> _CHALLENGE_: Which lines in the listing below contain the string "road"? Return every one of them, copied in full.

— START STORED ROWS —

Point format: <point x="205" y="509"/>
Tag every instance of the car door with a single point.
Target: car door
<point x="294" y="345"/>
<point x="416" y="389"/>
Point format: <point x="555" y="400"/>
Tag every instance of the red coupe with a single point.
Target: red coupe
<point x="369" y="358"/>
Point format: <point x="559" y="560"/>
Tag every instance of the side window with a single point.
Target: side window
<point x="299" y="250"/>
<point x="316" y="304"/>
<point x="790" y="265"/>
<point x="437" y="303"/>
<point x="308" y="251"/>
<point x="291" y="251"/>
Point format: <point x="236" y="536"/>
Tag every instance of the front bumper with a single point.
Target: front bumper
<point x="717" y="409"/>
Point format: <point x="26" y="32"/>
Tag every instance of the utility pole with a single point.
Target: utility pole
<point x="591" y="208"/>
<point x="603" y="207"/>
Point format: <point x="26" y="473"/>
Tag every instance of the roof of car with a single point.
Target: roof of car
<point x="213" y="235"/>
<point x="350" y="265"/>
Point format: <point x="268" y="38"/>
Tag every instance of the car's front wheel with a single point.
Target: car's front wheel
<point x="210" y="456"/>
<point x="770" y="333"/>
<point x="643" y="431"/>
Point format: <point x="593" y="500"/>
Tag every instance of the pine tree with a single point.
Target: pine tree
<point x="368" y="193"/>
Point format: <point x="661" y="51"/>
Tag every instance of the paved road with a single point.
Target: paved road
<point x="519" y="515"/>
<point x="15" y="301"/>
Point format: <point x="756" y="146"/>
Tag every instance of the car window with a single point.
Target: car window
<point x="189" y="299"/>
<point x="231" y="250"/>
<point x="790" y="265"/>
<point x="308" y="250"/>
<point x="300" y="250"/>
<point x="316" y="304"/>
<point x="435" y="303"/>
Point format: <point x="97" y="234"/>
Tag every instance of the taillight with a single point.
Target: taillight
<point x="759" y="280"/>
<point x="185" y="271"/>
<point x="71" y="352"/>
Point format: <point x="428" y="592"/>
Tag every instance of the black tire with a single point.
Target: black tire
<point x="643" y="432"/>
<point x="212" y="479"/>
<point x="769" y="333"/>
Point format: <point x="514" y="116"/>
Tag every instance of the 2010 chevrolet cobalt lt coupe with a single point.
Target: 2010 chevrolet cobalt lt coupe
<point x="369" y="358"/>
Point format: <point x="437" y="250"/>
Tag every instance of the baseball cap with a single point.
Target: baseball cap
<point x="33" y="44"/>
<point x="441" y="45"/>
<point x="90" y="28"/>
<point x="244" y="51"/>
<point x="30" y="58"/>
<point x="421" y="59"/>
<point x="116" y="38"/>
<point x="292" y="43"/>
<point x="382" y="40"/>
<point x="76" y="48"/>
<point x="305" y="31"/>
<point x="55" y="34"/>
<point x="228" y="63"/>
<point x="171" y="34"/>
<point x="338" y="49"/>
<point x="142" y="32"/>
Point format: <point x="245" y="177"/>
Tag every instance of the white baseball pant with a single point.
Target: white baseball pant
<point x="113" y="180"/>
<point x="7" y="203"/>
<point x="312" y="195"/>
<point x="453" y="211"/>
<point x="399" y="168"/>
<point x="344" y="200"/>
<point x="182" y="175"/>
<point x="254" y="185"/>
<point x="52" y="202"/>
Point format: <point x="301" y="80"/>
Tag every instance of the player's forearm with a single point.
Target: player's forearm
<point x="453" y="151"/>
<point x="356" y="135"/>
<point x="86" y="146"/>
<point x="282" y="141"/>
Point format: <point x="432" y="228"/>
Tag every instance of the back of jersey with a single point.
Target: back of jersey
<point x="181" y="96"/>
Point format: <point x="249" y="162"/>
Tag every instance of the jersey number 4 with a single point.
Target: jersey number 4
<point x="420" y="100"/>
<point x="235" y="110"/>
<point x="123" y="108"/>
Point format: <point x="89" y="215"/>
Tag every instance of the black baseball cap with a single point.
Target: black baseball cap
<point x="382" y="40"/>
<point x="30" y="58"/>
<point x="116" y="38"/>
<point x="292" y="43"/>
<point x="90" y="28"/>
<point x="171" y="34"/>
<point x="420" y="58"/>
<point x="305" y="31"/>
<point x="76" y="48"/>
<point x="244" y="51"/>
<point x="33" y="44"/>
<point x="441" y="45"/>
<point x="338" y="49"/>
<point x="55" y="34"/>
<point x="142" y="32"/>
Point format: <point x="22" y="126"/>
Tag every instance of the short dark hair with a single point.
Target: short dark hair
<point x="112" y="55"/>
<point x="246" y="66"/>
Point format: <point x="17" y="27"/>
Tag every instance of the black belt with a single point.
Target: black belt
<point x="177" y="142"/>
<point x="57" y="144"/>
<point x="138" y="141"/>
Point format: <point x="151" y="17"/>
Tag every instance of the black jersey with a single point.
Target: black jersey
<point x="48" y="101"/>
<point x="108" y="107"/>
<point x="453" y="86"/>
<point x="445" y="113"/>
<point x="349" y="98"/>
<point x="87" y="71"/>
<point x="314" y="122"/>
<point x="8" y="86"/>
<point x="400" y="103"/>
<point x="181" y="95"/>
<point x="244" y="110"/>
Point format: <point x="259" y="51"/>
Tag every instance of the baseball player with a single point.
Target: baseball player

— END STORED ROWS —

> _EXERCISE ANSWER_:
Tag every instance of the paved road with a single point.
Target: paved road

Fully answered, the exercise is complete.